◆ REQUIRED WORK ◆
Beginning at the line with "of the cumulus", output each line to the end of the listing below exactly, please.

Saved entries:
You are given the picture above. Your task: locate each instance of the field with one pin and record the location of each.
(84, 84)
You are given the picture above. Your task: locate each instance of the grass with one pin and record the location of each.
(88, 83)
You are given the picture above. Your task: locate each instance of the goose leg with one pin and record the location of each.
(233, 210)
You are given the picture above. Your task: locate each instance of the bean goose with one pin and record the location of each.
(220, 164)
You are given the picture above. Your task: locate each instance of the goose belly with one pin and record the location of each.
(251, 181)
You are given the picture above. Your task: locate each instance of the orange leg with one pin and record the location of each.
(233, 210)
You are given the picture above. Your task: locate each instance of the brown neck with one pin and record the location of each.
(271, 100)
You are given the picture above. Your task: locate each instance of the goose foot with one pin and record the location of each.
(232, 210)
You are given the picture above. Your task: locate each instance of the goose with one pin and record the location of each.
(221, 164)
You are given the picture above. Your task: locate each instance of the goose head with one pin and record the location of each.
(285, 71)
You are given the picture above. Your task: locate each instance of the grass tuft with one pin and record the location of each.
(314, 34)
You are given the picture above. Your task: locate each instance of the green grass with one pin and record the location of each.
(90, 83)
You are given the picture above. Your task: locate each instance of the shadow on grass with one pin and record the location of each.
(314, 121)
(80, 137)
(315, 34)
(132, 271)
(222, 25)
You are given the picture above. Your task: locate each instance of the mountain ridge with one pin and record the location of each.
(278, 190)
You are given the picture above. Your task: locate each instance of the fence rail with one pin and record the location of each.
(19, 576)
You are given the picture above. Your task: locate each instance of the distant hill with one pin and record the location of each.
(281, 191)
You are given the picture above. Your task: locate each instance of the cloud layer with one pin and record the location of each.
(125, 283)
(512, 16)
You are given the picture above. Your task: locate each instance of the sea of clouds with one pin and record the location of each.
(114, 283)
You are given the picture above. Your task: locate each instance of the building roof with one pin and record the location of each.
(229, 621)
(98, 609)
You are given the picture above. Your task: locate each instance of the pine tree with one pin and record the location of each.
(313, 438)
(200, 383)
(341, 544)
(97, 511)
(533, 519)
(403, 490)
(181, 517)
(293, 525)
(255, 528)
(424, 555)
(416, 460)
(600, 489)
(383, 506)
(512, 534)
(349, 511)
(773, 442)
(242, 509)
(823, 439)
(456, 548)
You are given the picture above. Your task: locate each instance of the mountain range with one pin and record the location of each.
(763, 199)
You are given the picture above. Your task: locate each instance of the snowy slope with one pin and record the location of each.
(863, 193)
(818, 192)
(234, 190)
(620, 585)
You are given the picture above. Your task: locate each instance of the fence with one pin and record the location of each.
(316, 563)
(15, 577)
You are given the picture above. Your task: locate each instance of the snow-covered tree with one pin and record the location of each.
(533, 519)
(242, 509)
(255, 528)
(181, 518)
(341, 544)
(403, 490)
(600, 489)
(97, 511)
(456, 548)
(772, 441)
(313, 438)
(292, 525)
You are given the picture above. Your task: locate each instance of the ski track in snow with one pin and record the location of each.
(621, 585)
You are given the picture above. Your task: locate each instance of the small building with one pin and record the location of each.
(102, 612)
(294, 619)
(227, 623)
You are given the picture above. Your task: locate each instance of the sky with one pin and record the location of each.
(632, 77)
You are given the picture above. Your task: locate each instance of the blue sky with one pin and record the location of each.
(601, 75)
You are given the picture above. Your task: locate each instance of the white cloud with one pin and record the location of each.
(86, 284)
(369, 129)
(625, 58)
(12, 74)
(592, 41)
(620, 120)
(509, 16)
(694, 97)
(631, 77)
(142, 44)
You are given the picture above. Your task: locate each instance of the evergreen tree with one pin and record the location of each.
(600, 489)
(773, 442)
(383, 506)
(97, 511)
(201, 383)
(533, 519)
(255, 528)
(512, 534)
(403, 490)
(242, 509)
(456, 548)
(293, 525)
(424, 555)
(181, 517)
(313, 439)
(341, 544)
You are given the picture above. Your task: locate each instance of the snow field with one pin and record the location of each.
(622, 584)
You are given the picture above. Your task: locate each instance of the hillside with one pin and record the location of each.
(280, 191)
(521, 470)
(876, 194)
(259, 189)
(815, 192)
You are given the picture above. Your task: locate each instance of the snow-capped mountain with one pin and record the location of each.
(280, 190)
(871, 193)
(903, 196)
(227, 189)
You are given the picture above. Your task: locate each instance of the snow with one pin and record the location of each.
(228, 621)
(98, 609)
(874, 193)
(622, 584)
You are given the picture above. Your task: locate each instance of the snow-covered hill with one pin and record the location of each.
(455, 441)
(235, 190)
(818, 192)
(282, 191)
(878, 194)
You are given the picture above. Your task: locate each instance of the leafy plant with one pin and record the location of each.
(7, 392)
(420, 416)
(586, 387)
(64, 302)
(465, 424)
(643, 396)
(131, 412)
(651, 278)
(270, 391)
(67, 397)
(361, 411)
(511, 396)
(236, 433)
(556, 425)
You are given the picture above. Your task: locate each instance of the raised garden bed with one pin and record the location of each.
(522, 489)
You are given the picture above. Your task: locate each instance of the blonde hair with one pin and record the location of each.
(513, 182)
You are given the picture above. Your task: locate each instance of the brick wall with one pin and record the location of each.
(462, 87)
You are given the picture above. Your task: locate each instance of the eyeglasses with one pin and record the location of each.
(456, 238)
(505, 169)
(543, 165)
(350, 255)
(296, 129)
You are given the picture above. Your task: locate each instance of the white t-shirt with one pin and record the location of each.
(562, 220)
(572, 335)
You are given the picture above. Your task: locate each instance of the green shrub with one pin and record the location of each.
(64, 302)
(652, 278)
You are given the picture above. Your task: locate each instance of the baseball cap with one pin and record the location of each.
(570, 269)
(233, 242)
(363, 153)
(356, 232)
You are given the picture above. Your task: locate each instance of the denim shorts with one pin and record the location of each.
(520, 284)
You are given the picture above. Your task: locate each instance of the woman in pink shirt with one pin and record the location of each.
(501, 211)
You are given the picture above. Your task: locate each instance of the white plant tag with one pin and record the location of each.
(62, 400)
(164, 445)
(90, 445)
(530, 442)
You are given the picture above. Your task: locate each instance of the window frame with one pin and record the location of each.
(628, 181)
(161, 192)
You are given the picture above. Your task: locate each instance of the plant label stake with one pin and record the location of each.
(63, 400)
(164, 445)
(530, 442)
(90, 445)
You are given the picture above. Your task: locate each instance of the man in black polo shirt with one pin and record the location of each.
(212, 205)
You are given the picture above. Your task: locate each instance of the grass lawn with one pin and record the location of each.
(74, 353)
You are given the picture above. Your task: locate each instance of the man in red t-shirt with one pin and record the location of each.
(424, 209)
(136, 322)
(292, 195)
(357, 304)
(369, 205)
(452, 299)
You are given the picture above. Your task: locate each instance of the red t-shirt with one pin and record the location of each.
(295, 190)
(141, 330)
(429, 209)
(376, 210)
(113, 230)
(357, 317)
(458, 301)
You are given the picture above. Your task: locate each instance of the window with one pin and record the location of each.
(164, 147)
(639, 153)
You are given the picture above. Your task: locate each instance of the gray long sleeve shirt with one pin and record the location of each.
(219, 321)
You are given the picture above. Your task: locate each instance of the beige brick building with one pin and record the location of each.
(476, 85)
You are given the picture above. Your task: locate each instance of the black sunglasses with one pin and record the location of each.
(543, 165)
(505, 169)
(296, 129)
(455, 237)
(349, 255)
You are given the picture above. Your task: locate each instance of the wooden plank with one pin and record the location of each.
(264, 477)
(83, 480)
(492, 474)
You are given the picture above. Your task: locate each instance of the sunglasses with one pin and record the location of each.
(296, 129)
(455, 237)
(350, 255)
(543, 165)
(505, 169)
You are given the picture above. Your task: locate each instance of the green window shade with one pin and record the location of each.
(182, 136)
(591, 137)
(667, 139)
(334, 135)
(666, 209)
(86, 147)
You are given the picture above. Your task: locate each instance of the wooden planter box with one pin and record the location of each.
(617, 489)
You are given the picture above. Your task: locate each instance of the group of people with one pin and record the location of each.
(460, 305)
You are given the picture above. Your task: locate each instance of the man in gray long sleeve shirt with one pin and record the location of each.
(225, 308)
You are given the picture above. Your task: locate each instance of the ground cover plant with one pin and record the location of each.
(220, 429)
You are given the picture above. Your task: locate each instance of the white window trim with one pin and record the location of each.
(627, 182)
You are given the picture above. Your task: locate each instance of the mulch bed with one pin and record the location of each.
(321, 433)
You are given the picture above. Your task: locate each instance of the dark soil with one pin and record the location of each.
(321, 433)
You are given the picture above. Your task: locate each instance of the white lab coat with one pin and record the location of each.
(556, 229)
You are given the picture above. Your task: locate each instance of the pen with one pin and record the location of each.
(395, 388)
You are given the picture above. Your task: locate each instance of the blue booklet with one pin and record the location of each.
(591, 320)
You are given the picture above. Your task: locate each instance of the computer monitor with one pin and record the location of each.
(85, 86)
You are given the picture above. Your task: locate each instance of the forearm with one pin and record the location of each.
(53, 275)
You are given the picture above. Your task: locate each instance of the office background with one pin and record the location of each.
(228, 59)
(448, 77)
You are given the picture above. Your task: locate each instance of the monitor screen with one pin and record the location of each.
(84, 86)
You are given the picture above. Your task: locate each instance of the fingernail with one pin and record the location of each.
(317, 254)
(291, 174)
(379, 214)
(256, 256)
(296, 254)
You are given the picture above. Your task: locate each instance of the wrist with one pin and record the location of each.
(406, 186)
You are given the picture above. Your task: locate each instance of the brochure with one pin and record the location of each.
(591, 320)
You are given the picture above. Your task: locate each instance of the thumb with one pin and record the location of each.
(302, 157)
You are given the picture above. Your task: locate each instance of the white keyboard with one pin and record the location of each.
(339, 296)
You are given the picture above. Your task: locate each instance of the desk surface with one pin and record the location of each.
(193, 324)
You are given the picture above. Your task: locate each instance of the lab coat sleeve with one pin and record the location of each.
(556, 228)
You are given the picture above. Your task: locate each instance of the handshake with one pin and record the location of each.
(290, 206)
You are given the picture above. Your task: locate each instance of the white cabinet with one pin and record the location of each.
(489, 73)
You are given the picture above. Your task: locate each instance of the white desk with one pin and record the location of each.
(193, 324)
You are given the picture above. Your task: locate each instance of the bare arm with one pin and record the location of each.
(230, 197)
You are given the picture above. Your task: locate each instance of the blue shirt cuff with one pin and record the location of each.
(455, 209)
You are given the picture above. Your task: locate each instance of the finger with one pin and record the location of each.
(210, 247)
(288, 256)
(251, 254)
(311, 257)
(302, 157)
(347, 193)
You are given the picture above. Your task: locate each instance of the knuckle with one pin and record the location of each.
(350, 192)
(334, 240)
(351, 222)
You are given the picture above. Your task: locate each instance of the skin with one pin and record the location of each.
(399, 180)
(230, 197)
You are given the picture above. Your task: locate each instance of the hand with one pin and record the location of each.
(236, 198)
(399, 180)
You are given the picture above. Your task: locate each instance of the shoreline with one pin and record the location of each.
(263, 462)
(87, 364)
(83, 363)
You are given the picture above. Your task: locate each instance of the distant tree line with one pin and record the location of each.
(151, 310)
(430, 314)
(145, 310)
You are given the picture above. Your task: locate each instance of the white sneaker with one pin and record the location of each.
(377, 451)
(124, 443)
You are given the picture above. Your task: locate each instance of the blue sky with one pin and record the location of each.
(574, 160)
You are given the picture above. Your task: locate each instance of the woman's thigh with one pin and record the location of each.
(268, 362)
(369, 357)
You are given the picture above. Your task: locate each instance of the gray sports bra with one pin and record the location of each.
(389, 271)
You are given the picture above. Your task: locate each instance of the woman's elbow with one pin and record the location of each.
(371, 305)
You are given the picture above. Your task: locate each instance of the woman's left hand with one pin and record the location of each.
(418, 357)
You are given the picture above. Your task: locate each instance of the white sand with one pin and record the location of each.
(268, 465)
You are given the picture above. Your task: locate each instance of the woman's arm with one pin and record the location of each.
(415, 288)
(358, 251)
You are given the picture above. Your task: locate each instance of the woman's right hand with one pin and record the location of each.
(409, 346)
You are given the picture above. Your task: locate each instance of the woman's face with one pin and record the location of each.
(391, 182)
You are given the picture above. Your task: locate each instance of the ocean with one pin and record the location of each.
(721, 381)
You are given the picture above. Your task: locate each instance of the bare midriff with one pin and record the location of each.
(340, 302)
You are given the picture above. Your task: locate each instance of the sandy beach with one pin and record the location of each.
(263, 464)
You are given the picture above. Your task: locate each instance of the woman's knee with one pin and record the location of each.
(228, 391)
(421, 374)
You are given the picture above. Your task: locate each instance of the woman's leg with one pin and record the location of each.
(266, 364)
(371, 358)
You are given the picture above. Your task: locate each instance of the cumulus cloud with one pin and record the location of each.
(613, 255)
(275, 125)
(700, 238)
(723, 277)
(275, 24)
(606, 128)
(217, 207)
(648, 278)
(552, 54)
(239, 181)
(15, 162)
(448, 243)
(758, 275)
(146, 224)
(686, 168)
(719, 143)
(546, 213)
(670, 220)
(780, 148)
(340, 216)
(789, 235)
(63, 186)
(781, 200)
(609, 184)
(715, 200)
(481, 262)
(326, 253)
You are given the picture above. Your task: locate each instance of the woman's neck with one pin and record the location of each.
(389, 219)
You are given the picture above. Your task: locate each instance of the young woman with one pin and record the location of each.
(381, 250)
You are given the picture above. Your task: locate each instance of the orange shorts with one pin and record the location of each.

◆ TASK RESPONSE ◆
You are given the picture above. Your task: locate each instance of the cumulus cloud with one pin and record the location of each.
(613, 255)
(275, 125)
(700, 238)
(723, 277)
(275, 24)
(606, 128)
(217, 207)
(648, 278)
(552, 54)
(239, 181)
(15, 162)
(448, 243)
(758, 275)
(146, 224)
(686, 168)
(719, 143)
(546, 213)
(670, 220)
(780, 148)
(340, 216)
(789, 235)
(63, 186)
(781, 200)
(609, 184)
(715, 200)
(481, 262)
(326, 253)
You are given the picture above. Your task: locate each instance of the woman's neck with one pin and record the location of each.
(389, 219)
You are given the picture above. Your task: locate each instance of the young woman with one pin and record the location of each.
(381, 250)
You are given the picture above. Your task: locate each instance of the orange shorts with one pin and record the location of each.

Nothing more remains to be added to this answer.